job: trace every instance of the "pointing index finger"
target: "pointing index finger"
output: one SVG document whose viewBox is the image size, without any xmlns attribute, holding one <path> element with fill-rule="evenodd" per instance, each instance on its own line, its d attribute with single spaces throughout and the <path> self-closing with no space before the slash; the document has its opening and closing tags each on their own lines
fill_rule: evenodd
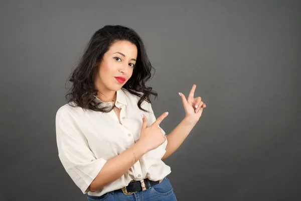
<svg viewBox="0 0 301 201">
<path fill-rule="evenodd" d="M 164 118 L 165 118 L 168 115 L 168 112 L 163 113 L 161 116 L 158 117 L 156 121 L 153 123 L 152 125 L 155 125 L 155 126 L 159 126 L 159 124 L 163 121 Z"/>
<path fill-rule="evenodd" d="M 190 92 L 189 92 L 189 96 L 193 97 L 193 96 L 194 95 L 194 92 L 195 92 L 195 90 L 196 90 L 196 87 L 197 87 L 196 85 L 194 84 L 192 85 L 192 88 L 191 88 L 191 90 L 190 90 Z"/>
</svg>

**Your instructions**
Return all of the entries word for word, but omit the pictures.

**Completed task**
job: trace every instance of the "pointing index finger"
target: "pointing index finger"
output: one SVG document whose viewBox is the image size, without any xmlns attribute, holding one <path> element with fill-rule="evenodd" per instance, each instance on its own line, its d attribute with single spaces throughout and the <path> self-closing with no space before the slash; the document has its opening and closing tags each on their own lines
fill_rule: evenodd
<svg viewBox="0 0 301 201">
<path fill-rule="evenodd" d="M 164 118 L 165 118 L 168 115 L 168 112 L 163 113 L 161 116 L 158 117 L 156 121 L 153 123 L 152 125 L 155 125 L 155 126 L 159 126 L 159 124 L 163 121 Z"/>
<path fill-rule="evenodd" d="M 190 92 L 189 92 L 189 96 L 193 97 L 193 96 L 194 95 L 194 92 L 195 92 L 195 90 L 196 90 L 196 87 L 197 87 L 196 85 L 194 84 L 192 85 L 192 88 L 191 88 L 191 90 L 190 90 Z"/>
</svg>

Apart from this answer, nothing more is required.